** Start SUPPLIED ENTRIES **

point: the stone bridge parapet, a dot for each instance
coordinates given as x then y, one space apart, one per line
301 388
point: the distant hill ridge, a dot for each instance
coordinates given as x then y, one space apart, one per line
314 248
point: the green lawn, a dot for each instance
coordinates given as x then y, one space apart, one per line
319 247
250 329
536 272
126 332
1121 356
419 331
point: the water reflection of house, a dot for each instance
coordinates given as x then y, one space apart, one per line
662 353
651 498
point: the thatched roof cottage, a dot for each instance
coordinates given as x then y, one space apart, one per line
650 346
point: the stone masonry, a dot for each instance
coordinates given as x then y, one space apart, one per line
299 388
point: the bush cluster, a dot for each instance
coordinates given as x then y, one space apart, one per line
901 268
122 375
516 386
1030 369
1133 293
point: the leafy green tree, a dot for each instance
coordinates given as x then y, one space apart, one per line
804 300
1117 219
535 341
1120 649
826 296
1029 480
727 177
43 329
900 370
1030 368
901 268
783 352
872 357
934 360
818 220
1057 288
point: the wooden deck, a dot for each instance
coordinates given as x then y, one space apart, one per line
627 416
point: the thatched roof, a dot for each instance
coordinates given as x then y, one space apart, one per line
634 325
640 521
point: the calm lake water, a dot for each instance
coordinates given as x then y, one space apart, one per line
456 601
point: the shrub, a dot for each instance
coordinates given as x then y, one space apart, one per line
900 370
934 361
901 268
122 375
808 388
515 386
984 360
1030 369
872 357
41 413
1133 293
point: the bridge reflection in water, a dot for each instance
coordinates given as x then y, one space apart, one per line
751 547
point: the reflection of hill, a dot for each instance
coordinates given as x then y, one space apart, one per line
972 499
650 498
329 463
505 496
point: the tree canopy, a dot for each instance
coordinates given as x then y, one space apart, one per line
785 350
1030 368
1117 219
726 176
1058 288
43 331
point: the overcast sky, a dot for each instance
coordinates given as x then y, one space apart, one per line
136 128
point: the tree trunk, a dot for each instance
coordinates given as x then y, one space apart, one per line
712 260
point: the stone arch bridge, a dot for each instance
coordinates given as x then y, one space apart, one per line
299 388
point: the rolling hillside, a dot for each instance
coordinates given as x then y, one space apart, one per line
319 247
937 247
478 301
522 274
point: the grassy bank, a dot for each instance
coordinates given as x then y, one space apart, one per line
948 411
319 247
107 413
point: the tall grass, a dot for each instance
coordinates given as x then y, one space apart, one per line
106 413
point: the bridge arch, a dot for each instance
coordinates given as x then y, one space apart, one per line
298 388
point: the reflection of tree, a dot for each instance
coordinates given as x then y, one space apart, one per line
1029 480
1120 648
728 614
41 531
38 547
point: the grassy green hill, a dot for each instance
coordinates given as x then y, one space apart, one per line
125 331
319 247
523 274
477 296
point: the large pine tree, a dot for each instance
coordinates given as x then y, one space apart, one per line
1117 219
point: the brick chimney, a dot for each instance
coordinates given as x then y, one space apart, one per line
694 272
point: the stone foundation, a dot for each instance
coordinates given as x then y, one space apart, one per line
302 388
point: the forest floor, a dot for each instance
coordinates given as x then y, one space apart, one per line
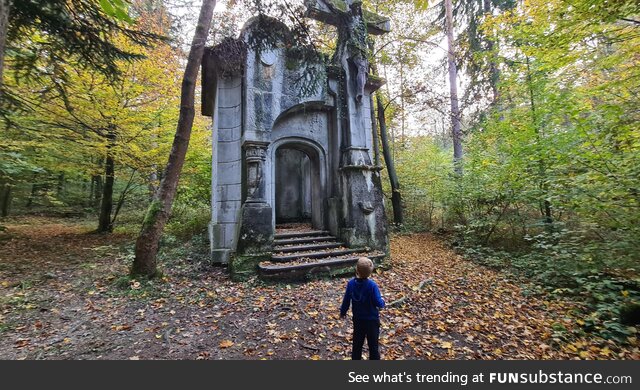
64 295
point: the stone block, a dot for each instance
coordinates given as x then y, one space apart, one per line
231 134
229 98
230 192
229 211
230 117
229 172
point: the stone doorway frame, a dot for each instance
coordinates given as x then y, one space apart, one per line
318 172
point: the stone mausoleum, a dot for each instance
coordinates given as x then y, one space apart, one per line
295 190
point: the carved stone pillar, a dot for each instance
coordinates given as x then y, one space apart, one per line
255 241
255 157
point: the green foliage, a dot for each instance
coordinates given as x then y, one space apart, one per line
552 171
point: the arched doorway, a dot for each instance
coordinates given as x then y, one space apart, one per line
298 181
293 186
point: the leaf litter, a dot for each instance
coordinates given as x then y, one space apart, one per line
62 296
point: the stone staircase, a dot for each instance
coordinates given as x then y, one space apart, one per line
302 253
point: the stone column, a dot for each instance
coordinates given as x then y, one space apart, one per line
256 232
255 157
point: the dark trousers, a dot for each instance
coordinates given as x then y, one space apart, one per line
369 329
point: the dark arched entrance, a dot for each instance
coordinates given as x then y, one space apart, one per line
293 186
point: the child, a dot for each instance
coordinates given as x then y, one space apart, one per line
364 295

** End SUPPLIED ENTRIES **

PROBLEM TO WORK ON ->
Each line of the data should be quoted exactly, with pictures left out.

SOLUTION FOR THIS EXERCISE ->
point: the stone bridge parapet, a dot for each instance
coordinates given as x then y, one space apart, one per line
301 388
point: the distant hill ridge, a dot for each instance
coordinates given as x then y, one space apart, one per line
314 248
point: the green lawn, a dot for each instance
coordinates given as x then y, one space apart, one per line
319 247
250 329
536 272
126 332
1121 356
419 331
point: the water reflection of house, a dot for each instance
coordinates given as x then y, one space apart, one per line
662 353
651 498
point: the thatched roof cottage, a dot for each instance
coordinates given as x then y, one space apart, one per line
650 346
point: the stone masonry, a dot for each instance
coordinates given as x then y, one space apart, one per line
299 388
point: the bush cluster, a dot for each instance
coordinates given as x then y, one space apart, one per line
901 268
122 375
516 386
1030 369
1133 293
point: the leafy green tree, a dot for each instance
coordinates given as x then y, one space apart, one per line
804 300
1117 219
535 341
1120 649
826 296
1029 480
727 177
43 329
900 370
1030 368
901 268
783 352
872 357
934 360
818 220
1057 288
point: the wooden deck, a dot for each instance
coordinates given as x then y, one space apart, one per line
627 416
point: the thatched roof, a dot for each instance
coordinates given as x then y, one space apart, one per line
634 325
640 521
point: the calm lake water, a dot for each instance
coordinates given as x then y, one space apart, one per line
456 601
point: the shrub, a dot for each instance
coordinates given as x then y, one space apart, one per line
900 370
934 361
901 268
122 375
808 388
515 386
984 360
1030 369
872 357
41 413
1133 293
point: the bridge reflection in water, a dot for each instance
coordinates given as x then y, one space apart, one per line
751 547
point: the reflection of hill, a dot for each instance
coordinates given as x then y, one space apart, one per line
972 499
650 498
329 463
505 496
point: the tree canopy, a dot for each instance
coordinates given as x then y, one space apart, one per line
785 350
1030 368
1117 219
726 176
1058 288
43 331
point: the overcast sky, a dot for each instance
coordinates given as x then y, one space apart, one per line
136 128
point: the tree trunk, a dot for each instance
coordinates given as x then y, one space apart, one per line
712 260
point: the stone arch bridge, a dot for each instance
coordinates given as x then y, one space apart, one per line
299 388
point: the rolling hillside, a dot for each instance
coordinates given as x then y, one space apart, one per line
319 247
937 247
478 301
522 274
point: the grassy bank, a dot for each instance
coordinates given as x then y, one space apart, one per line
948 411
319 247
107 413
point: the tall grass, a dot for each instance
coordinates given as x then y, one space apart, one per line
106 413
point: the bridge arch, a dot for each instance
coordinates given as x then y, one space apart, one per line
298 388
point: the reflection of tree, a dot for each instance
coordinates given as x then y, one space apart, one per line
1029 480
1120 648
728 614
41 531
38 547
point: the grassy green hill, a dot for each instance
coordinates given as x then y, one space apart, one per line
125 331
319 247
523 274
477 296
point: the large pine tree, a dot for each instance
coordinates given as x then y, one space apart, one per line
1117 219
point: the brick chimney, a dot for each instance
coordinates given as x then y, one space apart, one per line
694 272
point: the stone foundation, a dot for each instance
coordinates given as x then y, one space apart, one per line
302 388
point: the forest floor, a dot for each instance
coordinates given as x then y, one space apart, one per line
64 295
point: the stone block, a dot for each instance
coordinates given as x then y, one space apart, one per line
231 134
229 98
230 192
229 211
230 117
229 172
point: the stone doorway frame, a dot for each instance
coordinates given as x then y, one space apart, one per line
318 172
point: the stone mausoleum, a dot for each instance
coordinates given as x then y, one space apart, one per line
295 190
point: the carved stone pillar, a dot for each instance
coordinates given as x then y, one space apart, one per line
255 241
255 157
point: the green foliage, a dot for each instance
coordinates given as x then y, one space apart, one per line
552 171
point: the arched doorway, a dot for each instance
coordinates given as x then y, one space apart, one per line
298 181
293 186
point: the leaf litter, a dot for each instance
coordinates given as x then y, one space apart, one per line
62 296
point: the stone staircase, a dot for each instance
coordinates given as x then y, one space apart, one per line
302 253
point: the stone column, a dot for each instance
coordinates given as x then y, one space apart, one per line
256 232
255 157
point: the dark trousers, a dot for each instance
coordinates given as x then y, one space apart, one per line
369 329
point: the dark arched entrance, a dot for each instance
coordinates given as x then y, one space apart, one per line
293 186
point: the child, a dot for each instance
coordinates given as x then y, one space apart, one per line
364 295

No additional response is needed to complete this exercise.